:: DATA

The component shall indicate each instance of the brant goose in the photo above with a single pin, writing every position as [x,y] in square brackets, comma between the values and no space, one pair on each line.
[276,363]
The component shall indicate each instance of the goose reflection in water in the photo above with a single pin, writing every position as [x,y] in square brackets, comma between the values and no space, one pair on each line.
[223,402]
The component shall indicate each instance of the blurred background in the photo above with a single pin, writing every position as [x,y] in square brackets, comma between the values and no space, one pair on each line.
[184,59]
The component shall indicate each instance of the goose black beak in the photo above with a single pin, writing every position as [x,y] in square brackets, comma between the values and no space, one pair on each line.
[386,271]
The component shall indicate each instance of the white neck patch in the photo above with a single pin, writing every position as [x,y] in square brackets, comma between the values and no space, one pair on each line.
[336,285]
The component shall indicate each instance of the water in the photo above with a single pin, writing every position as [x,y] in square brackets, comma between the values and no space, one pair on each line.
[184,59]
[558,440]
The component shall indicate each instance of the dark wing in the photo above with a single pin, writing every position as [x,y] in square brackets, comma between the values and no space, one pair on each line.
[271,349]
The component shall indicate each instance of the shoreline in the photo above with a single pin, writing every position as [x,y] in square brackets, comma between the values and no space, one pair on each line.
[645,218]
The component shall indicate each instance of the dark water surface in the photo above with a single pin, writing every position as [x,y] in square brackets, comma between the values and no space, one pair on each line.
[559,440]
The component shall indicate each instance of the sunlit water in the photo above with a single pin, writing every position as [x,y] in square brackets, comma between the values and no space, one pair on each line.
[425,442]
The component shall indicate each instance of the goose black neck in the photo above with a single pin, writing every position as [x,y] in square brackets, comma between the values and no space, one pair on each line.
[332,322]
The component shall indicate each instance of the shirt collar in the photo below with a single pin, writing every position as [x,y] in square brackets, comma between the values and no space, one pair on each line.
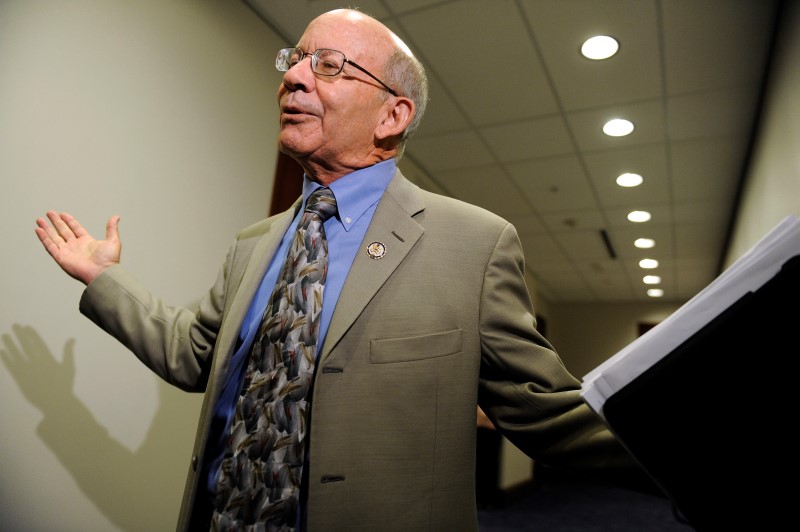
[357,191]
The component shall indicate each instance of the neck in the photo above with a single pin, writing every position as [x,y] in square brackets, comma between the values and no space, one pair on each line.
[324,173]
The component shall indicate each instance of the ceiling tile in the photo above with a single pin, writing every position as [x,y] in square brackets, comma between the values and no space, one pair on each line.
[529,139]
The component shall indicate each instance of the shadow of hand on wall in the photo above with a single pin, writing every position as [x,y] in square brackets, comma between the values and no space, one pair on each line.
[136,490]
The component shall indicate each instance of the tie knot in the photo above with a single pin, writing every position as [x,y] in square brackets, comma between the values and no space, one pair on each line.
[322,202]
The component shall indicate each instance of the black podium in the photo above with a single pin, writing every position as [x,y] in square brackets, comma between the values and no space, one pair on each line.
[713,422]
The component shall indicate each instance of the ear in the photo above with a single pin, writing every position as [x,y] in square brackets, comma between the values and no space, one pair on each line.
[398,113]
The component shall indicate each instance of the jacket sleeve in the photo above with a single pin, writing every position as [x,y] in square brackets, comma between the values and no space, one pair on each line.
[175,342]
[525,389]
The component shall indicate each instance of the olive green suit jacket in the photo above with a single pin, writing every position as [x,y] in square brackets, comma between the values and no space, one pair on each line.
[442,322]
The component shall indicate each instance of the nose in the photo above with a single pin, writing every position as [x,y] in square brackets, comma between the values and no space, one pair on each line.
[300,76]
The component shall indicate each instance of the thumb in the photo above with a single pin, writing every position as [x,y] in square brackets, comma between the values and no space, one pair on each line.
[112,228]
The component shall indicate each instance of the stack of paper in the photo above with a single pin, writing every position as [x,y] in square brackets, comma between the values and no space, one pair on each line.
[762,262]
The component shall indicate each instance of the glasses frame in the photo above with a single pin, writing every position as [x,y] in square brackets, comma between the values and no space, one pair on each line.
[315,58]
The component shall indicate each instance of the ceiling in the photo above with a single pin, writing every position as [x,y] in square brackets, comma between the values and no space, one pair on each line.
[515,117]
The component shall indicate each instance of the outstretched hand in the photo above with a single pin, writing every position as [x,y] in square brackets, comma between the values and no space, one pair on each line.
[75,250]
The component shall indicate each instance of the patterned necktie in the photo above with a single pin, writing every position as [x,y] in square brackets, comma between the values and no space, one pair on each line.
[259,481]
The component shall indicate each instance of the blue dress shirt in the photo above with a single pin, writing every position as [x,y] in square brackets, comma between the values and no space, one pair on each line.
[357,196]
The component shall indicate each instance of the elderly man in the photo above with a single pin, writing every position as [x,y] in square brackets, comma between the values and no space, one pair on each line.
[341,387]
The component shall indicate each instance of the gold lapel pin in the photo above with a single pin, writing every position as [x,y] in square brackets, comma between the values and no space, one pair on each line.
[376,250]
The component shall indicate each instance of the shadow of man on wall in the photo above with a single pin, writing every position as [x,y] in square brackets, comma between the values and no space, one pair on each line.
[134,489]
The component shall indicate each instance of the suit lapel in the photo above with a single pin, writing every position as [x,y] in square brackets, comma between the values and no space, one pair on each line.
[393,226]
[248,274]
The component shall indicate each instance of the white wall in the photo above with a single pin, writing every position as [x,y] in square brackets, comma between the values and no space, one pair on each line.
[164,113]
[773,186]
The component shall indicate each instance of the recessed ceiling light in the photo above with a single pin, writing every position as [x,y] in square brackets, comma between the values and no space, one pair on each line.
[600,47]
[638,216]
[618,127]
[629,180]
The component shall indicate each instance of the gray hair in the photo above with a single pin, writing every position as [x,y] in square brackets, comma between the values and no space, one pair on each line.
[406,75]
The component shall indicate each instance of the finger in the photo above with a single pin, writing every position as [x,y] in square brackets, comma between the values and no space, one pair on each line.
[74,225]
[61,227]
[112,228]
[48,236]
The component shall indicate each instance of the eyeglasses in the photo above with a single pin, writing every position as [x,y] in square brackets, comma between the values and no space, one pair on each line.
[324,62]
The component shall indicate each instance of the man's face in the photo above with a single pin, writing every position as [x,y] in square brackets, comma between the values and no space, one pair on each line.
[326,121]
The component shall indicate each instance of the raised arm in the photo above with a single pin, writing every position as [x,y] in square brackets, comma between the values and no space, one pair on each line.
[77,252]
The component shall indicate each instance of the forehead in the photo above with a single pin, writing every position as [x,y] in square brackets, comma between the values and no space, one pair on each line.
[356,37]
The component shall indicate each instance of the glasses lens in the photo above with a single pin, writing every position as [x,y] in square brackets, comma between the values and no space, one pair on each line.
[327,62]
[287,58]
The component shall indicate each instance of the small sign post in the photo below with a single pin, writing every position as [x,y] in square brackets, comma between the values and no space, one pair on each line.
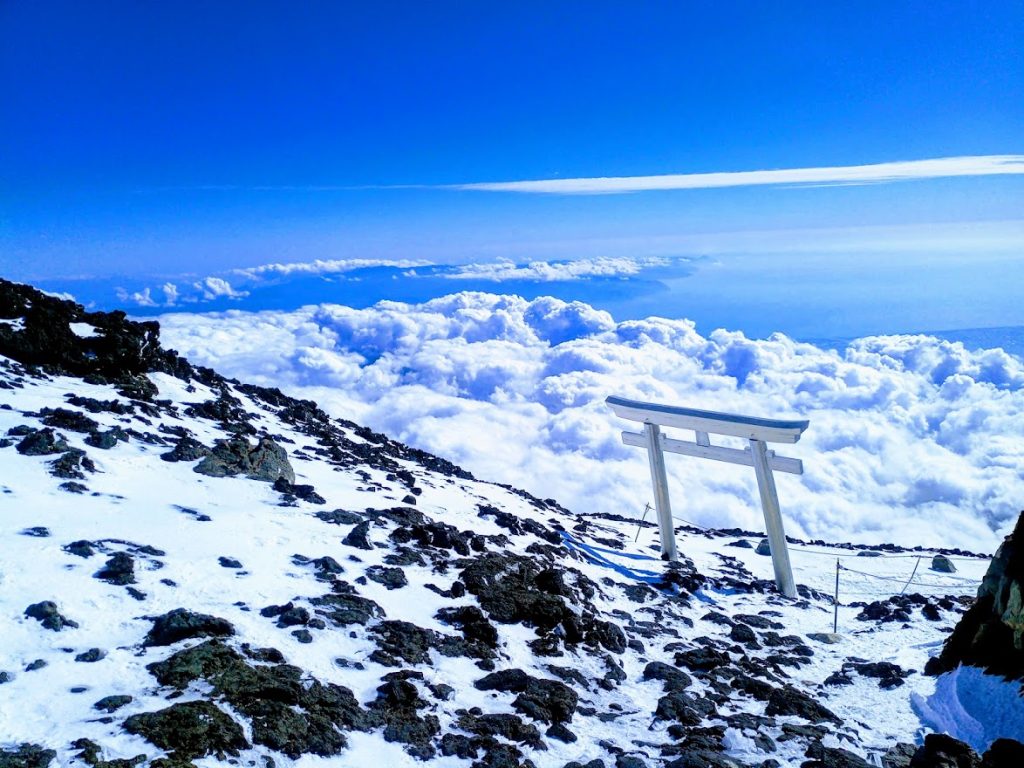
[706,423]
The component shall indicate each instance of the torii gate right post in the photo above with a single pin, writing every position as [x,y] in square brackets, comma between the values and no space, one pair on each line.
[706,423]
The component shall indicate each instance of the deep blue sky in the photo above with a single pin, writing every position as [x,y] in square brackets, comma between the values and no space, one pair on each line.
[135,137]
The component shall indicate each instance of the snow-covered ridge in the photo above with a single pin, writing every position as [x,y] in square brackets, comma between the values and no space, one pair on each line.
[196,569]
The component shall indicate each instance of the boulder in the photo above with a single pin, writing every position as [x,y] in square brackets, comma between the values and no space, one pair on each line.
[192,729]
[181,624]
[990,634]
[265,461]
[26,756]
[940,751]
[42,442]
[47,614]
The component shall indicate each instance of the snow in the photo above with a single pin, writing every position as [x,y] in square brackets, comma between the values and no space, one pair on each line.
[136,498]
[84,330]
[974,708]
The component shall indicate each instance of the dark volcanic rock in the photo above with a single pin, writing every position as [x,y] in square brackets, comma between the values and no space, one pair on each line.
[990,635]
[548,700]
[265,461]
[286,713]
[193,729]
[1004,753]
[358,537]
[47,614]
[392,579]
[91,655]
[790,700]
[108,439]
[121,348]
[27,756]
[181,624]
[120,569]
[43,442]
[396,705]
[186,450]
[940,751]
[73,421]
[340,517]
[113,704]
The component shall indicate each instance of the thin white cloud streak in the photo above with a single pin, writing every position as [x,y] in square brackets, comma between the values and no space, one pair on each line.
[554,271]
[979,165]
[324,266]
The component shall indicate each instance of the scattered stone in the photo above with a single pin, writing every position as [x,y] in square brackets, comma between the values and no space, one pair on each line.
[940,751]
[358,537]
[292,492]
[287,713]
[108,439]
[790,700]
[73,421]
[186,450]
[266,461]
[988,635]
[42,442]
[80,548]
[829,638]
[1004,753]
[898,756]
[181,624]
[27,756]
[192,729]
[119,569]
[392,579]
[91,655]
[71,463]
[113,704]
[47,614]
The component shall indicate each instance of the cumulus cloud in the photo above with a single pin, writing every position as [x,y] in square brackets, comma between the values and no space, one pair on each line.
[912,439]
[983,165]
[324,266]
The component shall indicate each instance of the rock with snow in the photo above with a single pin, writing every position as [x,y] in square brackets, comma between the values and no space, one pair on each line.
[990,635]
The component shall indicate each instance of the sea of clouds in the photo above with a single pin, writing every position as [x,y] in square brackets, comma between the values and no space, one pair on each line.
[912,439]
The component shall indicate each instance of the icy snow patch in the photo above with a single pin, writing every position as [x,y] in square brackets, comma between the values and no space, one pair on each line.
[84,330]
[973,707]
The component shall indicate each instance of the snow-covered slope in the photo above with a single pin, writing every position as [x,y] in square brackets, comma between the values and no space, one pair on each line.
[194,570]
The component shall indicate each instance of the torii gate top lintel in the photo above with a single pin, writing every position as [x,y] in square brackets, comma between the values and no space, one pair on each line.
[751,427]
[759,431]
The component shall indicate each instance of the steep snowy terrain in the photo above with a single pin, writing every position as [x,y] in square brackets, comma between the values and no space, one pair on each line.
[195,570]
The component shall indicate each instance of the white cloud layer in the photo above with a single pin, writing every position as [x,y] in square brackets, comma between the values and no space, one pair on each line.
[912,439]
[555,271]
[982,165]
[323,266]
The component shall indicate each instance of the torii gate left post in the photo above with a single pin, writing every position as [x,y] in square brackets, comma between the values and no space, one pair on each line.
[705,423]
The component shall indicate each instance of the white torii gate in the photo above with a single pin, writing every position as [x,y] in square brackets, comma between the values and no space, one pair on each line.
[705,423]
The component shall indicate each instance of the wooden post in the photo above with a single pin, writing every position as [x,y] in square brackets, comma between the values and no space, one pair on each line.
[773,519]
[659,481]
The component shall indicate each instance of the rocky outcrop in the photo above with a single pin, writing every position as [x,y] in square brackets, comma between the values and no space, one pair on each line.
[266,461]
[991,633]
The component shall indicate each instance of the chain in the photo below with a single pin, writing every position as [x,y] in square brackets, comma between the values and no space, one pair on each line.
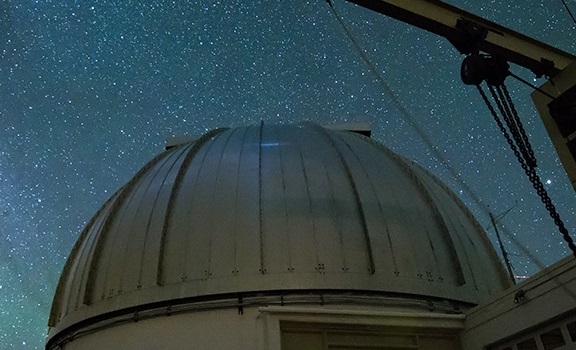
[513,124]
[531,158]
[529,170]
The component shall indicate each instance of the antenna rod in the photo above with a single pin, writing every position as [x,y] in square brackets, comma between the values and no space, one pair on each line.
[504,253]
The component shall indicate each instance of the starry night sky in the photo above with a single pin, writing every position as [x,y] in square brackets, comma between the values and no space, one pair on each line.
[90,91]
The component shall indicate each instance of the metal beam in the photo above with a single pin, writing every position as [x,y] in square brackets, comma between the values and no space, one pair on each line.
[470,33]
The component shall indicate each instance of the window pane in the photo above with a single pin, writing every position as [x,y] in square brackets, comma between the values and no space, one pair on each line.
[302,341]
[529,344]
[572,330]
[552,339]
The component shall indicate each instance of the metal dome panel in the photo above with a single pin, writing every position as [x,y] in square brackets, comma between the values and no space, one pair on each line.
[267,208]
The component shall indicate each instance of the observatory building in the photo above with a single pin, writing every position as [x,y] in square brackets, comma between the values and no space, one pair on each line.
[297,237]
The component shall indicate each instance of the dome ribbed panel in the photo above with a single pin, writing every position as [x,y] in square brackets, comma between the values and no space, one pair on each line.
[270,208]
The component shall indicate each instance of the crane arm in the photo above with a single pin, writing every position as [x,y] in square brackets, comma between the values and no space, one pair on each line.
[470,33]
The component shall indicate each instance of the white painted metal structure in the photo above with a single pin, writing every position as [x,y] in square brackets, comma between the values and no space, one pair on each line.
[269,215]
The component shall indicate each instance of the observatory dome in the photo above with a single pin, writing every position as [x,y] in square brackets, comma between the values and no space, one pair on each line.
[274,210]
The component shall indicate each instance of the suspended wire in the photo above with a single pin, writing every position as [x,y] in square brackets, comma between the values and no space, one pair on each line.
[530,85]
[407,116]
[521,149]
[569,12]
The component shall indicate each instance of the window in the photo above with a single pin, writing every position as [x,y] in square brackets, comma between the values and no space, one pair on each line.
[529,344]
[552,339]
[300,336]
[572,330]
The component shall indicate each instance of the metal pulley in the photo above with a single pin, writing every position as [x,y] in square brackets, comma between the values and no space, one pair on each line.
[476,68]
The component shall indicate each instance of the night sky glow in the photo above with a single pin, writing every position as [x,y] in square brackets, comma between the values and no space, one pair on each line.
[90,90]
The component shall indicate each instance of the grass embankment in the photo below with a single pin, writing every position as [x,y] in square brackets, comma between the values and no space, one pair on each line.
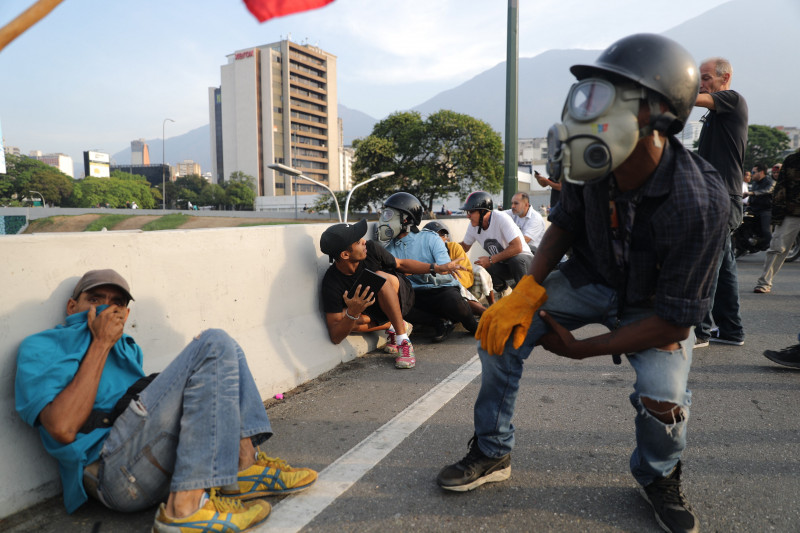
[172,221]
[107,222]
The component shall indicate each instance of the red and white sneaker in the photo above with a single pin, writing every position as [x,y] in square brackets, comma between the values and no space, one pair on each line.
[405,357]
[391,343]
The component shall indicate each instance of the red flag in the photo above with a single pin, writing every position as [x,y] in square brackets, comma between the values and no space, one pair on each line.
[267,9]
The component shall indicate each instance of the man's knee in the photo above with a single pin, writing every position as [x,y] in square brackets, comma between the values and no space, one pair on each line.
[666,412]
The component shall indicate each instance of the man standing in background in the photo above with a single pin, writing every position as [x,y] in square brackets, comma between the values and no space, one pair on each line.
[722,143]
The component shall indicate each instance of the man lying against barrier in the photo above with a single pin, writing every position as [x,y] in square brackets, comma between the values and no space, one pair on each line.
[631,194]
[188,435]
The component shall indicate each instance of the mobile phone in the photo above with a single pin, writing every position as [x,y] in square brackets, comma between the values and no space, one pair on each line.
[367,278]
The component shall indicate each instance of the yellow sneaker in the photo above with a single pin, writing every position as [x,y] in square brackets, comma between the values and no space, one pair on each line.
[271,476]
[223,515]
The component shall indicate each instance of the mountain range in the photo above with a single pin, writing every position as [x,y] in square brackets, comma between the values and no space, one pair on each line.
[757,36]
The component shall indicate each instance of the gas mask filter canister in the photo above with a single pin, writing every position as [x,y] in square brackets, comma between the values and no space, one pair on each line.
[390,226]
[599,130]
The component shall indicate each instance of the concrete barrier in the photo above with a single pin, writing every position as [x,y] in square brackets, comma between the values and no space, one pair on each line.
[261,284]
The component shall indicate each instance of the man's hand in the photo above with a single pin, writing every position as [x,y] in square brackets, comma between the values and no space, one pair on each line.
[449,268]
[362,298]
[511,315]
[482,261]
[107,327]
[558,340]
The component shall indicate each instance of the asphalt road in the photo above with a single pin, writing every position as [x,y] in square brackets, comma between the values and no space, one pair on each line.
[574,436]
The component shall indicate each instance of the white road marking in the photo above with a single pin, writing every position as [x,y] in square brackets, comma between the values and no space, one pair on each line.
[295,512]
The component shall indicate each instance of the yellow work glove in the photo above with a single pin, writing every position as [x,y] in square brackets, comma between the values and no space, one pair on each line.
[510,315]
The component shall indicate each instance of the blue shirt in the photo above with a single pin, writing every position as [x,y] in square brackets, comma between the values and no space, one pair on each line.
[679,223]
[428,247]
[46,364]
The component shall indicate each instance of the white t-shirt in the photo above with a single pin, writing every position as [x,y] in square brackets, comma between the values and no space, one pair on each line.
[497,237]
[532,225]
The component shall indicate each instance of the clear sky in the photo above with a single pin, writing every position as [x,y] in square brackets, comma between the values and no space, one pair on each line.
[96,74]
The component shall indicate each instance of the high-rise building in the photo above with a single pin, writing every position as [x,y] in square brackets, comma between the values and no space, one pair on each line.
[62,162]
[277,103]
[187,168]
[140,152]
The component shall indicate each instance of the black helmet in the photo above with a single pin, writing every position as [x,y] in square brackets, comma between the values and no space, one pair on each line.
[478,200]
[408,204]
[656,63]
[436,226]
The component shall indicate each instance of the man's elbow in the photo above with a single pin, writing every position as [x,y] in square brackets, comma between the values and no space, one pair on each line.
[62,434]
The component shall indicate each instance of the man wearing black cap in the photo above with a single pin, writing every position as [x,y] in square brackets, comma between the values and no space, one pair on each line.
[133,441]
[349,307]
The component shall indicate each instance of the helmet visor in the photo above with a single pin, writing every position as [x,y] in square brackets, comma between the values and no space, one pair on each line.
[589,99]
[388,214]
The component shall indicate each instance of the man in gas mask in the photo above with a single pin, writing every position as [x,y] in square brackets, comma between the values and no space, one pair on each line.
[438,301]
[631,194]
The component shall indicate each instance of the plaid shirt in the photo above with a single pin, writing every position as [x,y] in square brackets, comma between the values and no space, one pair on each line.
[671,232]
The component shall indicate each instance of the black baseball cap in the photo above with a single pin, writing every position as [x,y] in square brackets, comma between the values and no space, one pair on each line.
[337,238]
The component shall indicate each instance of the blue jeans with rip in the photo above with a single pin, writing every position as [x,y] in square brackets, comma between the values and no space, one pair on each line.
[725,300]
[660,375]
[183,432]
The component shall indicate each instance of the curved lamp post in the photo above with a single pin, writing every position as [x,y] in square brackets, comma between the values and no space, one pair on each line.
[294,172]
[40,196]
[379,175]
[163,179]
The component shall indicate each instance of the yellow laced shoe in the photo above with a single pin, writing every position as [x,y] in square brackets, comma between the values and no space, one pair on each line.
[223,515]
[271,476]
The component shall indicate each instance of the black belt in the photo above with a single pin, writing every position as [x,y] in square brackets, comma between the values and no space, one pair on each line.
[105,419]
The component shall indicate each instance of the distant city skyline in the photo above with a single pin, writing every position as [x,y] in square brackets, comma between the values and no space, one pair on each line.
[97,75]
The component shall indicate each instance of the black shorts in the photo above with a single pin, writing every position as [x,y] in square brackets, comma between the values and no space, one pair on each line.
[406,296]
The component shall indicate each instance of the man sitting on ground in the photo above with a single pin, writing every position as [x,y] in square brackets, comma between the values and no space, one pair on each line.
[471,273]
[188,435]
[438,298]
[495,231]
[529,222]
[350,308]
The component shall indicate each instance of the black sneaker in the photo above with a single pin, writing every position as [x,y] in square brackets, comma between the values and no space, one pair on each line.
[474,470]
[787,357]
[672,510]
[443,330]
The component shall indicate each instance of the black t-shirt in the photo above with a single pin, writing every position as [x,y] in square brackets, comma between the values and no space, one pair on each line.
[722,143]
[335,283]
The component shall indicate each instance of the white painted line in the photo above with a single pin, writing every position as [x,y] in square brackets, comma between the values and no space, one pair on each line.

::::

Your task is to output exactly the lines running from the one with "The component shall indicate each instance of the black sneaker" through the final line of the material above, with both ends included.

The component shall indicate each instance of the black sneaker in the photo above with a single pin, writing every position as [x,y] in square brackets, comma between the values and no space, one pair on each line.
[474,470]
[787,357]
[672,510]
[443,330]
The component shall indicate each instance of the black t-shirt in the photo above with a single pin, writing every position as [x,y] in square brackets, comma between the values and no space, one pair on each line.
[722,143]
[335,283]
The component shall indicate each instance of the white painted line in the photo above with a single pin, writing every position as [x,y] in square brackets, comma between the values and no space, one pair on each line.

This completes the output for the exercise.